[START]
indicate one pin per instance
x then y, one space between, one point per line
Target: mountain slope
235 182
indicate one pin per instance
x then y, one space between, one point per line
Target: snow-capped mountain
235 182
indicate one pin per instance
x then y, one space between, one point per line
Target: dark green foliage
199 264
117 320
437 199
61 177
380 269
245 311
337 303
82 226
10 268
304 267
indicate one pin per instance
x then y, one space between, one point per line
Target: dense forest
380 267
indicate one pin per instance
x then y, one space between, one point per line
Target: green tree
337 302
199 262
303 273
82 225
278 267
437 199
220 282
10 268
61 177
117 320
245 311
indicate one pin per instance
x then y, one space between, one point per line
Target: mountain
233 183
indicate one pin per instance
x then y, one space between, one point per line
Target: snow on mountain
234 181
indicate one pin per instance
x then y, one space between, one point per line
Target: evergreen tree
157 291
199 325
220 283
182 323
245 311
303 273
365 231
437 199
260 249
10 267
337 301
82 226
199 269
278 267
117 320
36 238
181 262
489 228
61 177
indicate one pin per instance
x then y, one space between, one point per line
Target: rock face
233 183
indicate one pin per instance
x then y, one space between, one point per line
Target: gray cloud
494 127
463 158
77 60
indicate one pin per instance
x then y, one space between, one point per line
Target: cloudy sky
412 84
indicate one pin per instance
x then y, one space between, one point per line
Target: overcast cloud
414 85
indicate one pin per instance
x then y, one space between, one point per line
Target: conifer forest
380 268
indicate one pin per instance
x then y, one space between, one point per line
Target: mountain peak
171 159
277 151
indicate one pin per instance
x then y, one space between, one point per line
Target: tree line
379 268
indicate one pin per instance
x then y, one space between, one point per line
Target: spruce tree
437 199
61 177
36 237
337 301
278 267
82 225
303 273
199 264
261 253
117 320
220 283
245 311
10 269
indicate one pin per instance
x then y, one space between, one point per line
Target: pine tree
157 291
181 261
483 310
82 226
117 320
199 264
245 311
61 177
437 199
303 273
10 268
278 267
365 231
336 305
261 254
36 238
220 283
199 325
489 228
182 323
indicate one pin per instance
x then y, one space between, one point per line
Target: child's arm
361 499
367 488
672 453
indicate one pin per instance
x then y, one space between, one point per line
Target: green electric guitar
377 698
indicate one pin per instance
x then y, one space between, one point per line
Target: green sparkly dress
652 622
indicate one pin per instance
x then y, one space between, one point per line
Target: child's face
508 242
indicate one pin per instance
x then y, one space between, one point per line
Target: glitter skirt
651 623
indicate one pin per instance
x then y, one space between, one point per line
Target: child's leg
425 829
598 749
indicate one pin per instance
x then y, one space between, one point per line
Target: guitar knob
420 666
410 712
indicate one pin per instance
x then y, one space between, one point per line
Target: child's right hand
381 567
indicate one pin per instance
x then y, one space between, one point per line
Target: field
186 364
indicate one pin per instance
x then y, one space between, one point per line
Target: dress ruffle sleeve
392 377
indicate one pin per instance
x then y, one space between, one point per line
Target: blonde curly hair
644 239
[END]
* **WHAT THE EXERCISE ASKS**:
How many lines in the records above contain the string "tree"? Reply with the number only.

* **FINISHED TASK**:
5